- Excerpt to read -
Visuomotor intelligent agent use vision signals as input to directly predict the decisions and actions. Because they require a large corpus of labeled data or environment interactions to achieve satisfactory performance, supervised pre-training is often applied to simultaneously cooperating and training the perception and control modules in an end-to-end fashion and transfer to downstream tasks such as visual navigation and trajectory prediction.
Using " intelligent agent self-driving in extraterrestrial planetary environments" as a case study, the supervised pre-training paradigm suffers from a lack of labeled data and high cost, and inefficient transfer. Dominant self-supervised approaches in computer vision are not applicable due to the lack of translation and view invariance in vision-driven driving tasks, and the input contains irrelevant information for driving. Therefore, the research goal is to design a self-supervised pre-training method applicable to self-driving in extraterrestrial planetary open environments.
Inspired by multimodal learning, we introduce temporal signals such as IMU and Odometry to help the visual encoder learning. The visual modality is the objective condition for driving decisions, and the temporal signal modality responds to the driving state and decision quality. The two are synergistic and complementary: the strong correlation between modalities makes it theoretically possible to predict semantic information from one modality to the other, while the inherent differences make cross-modal prediction a more challenging and valuable pretext task compared to within-modality learning.

- Request -
Continue the text on self-supervised pre-training for self-driving agents in extraterrestrial planetary environments, starting after its last sentence.

- Records supplied -
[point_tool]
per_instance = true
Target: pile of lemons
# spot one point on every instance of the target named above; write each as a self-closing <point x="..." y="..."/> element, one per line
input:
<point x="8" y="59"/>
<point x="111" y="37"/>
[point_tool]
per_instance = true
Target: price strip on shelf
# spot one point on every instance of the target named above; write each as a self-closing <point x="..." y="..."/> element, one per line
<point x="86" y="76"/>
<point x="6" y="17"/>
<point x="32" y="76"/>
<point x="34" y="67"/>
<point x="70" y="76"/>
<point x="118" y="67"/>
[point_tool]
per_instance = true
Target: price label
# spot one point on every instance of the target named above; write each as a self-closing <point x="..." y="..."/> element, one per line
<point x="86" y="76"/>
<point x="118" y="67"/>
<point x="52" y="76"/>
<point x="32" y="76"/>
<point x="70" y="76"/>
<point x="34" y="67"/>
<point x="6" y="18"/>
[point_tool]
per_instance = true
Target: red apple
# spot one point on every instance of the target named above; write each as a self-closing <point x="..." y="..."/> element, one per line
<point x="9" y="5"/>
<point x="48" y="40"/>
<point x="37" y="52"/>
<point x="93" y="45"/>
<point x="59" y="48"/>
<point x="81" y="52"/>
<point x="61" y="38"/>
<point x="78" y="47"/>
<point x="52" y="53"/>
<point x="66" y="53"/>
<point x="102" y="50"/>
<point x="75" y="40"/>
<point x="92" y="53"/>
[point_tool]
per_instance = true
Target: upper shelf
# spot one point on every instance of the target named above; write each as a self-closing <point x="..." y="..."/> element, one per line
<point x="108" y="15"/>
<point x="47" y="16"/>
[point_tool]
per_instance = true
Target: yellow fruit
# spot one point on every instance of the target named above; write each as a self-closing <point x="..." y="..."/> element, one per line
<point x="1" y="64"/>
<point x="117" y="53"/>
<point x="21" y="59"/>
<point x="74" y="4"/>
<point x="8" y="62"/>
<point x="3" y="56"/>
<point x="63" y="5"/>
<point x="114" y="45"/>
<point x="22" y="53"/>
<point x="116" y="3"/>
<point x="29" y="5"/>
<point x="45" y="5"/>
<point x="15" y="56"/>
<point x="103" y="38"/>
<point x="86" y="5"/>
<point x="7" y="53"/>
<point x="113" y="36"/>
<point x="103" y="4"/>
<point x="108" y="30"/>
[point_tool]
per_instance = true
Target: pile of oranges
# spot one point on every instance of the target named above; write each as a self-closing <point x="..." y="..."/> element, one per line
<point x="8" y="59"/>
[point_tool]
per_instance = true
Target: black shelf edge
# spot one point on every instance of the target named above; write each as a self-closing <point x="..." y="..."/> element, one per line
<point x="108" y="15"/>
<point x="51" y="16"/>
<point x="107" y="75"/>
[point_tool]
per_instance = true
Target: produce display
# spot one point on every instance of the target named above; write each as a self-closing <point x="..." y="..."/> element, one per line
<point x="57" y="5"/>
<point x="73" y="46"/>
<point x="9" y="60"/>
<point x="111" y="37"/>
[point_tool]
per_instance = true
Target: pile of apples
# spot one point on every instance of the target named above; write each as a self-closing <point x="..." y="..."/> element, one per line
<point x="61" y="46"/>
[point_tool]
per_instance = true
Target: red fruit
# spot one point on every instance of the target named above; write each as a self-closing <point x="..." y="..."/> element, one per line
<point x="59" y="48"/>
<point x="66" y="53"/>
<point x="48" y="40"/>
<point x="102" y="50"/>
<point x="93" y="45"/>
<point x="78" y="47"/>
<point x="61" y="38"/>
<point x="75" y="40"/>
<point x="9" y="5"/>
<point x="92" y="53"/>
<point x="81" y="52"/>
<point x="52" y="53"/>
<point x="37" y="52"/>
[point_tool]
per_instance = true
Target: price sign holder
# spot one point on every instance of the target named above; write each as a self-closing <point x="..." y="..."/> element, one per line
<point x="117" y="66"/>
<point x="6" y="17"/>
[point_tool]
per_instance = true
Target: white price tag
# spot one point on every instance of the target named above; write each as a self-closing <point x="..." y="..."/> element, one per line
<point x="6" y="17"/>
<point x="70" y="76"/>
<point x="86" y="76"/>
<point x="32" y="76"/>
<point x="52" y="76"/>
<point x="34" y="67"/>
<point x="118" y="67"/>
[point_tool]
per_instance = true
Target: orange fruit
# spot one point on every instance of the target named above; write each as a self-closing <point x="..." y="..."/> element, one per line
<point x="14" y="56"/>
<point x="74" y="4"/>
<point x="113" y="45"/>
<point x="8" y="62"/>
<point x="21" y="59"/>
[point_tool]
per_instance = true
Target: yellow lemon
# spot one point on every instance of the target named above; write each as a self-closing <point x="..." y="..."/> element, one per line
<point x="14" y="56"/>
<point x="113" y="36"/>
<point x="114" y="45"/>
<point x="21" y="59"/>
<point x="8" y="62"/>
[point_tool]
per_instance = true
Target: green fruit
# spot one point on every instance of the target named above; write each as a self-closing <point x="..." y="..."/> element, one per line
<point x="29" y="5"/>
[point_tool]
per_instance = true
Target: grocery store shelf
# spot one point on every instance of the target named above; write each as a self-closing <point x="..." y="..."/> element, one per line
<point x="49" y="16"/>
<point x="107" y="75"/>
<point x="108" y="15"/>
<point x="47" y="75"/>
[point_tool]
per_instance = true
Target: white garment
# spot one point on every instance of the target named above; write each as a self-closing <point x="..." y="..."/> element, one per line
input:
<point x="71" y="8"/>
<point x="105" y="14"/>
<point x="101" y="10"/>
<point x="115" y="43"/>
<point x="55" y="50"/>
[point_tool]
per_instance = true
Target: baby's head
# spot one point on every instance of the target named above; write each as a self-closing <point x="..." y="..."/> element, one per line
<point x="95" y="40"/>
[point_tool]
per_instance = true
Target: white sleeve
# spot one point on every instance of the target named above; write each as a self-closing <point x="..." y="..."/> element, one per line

- Reply to the exercise -
We propose a pre-training method for cross-modal prediction by extracting features of both modalities through a visual encoder and a temporal signal encoder, constructing pseudo-labels of the other modality by clustering the features using the scalable K-Means algorithm, and optimizing the model by repeating the clustering and classification tasks.
The main dependencies are as follows:
- Python == 3.8.16
- pytorch >= 1.12.1
- torchvision >= 0.13.1
- sklearn == 1.2.2
- pillow == 9.5.0
- prefetch-generator == 1.0.3
- tensorboard == 2.12.1
- seaborn == 0.12.2
This implementation only supports multi-gpu, DataParallel training, which is faster and simpler; single-gpu is also supported but not advised.
To do unsupervised pre-training of a ResNet-50 model on ImageNet in an 4-gpu machine, run:
python main_pretrain.py \
--gpunum 4 \
--k 16 \
--model resnet50 \
--epoch 4 \
--subepoch 15 \
--lr 0.03 \
--batchsize 32
To test the pretrained models of both modalities, run:
python main_test.py \
--gpunum 4 \
--model resnet50 \
--dir1 ./v1_k16_epoch15_4_pre/vision_encoder_14 \
--dir2 ./v1_k16_epoch15_4_pre/sensor_encoder_14
CNNs have inductive bias of vision modality, but Transformer are not. Thus we initialize weights pretrained on ImageNet making the ViTs has the capability of recognizing the image texture features.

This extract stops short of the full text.